For citation: Supyan Hussin. 2016. Flipped learning: What, why, and how – a learning and teaching approach. Paper presented at Public Lecture, Faculty of Arts, Communication & Education, Infrastructure University Kuala Lumpur. 21 September 2016

Reblogging:

If you can pronounce correctly every word in this poem, you will be speaking English better than 90% of the native English speakers in the world

After trying the verses, a Frenchman said he’d prefer six months of hard labour to reading six lines aloud, and we’ll be honest with you, we struggled with parts of it.

Dearest creature in creation,
Study English pronunciation.
I will teach you in my verse
Sounds like corpse, corps, horse, and worse.
I will keep you, Suzy, busy,
Make your head with heat grow dizzy.
Tear in eye, your dress will tear.
So shall I! Oh hear my prayer.
Just compare heart, beard, and heard,
Dies and diet, lord and word,
Sword and sward, retain and Britain.
(Mind the latter, how it’s written.)
Now I surely will not plague you
With such words as plaque and ague.
But be careful how you speak:
Say break and steak, but bleak and streak;
Cloven, oven, how and low,
Script, receipt, show, poem, and toe.
Hear me say, devoid of trickery,
Daughter, laughter, and Terpsichore,
Typhoid, measles, topsails, aisles,
Exiles, similes, and reviles;
Scholar, vicar, and cigar,
Solar, mica, war and far;
One, anemone, Balmoral,
Kitchen, lichen, laundry, laurel;
Gertrude, German, wind and mind,
Scene, Melpomene, mankind.
Billet does not rhyme with ballet,
Bouquet, wallet, mallet, chalet.
Blood and flood are not like food,
Nor is mould like should and would.
Viscous, viscount, load and broad,
Toward, to forward, to reward.
And your pronunciation’s OK
When you correctly say croquet,
Rounded, wounded, grieve and sieve,
Friend and fiend, alive and live.
Ivy, privy, famous; clamour
And enamour rhyme with hammer.
River, rival, tomb, bomb, comb,
Doll and roll and some and home.
Stranger does not rhyme with anger,
Neither does devour with clangour.
Souls but foul, haunt but aunt,
Font, front, wont, want, grand, and grant,
Shoes, goes, does. Now first say finger,
And then singer, ginger, linger,
Real, zeal, mauve, gauze, gouge and gauge,
Marriage, foliage, mirage, and age.
Query does not rhyme with very,
Nor does fury sound like bury.
Dost, lost, post and doth, cloth, loth.
Job, nob, bosom, transom, oath.
Though the differences seem little,
We say actual but victual.
Refer does not rhyme with deafer.
Fe0ffer does, and zephyr, heifer.
Mint, pint, senate and sedate;
Dull, bull, and George ate late.
Scenic, Arabic, Pacific,
Science, conscience, scientific.

SOURCE INFORMATION>
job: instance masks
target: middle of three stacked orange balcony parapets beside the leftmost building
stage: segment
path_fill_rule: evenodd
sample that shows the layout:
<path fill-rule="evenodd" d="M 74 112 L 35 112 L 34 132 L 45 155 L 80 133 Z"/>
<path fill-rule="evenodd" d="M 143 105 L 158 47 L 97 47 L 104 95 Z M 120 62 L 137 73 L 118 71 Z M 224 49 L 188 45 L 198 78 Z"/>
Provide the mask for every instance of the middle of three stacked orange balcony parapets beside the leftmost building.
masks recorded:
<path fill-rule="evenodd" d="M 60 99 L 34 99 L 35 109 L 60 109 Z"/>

USING THE INFORMATION>
**A.** In the pronunciation poem, what did a Frenchman say he would prefer to reading six lines aloud?
**B.** Duplicate the lines of the pronunciation poem between "I will keep" and "retain and Britain.", inclusive.

RESPONSES>
**A.** Six months of hard labour.

**B.**
I will keep you, Suzy, busy,
Make your head with heat grow dizzy.
Tear in eye, your dress will tear.
So shall I! Oh hear my prayer.
Just compare heart, beard, and heard,
Dies and diet, lord and word,
Sword and sward, retain and Britain.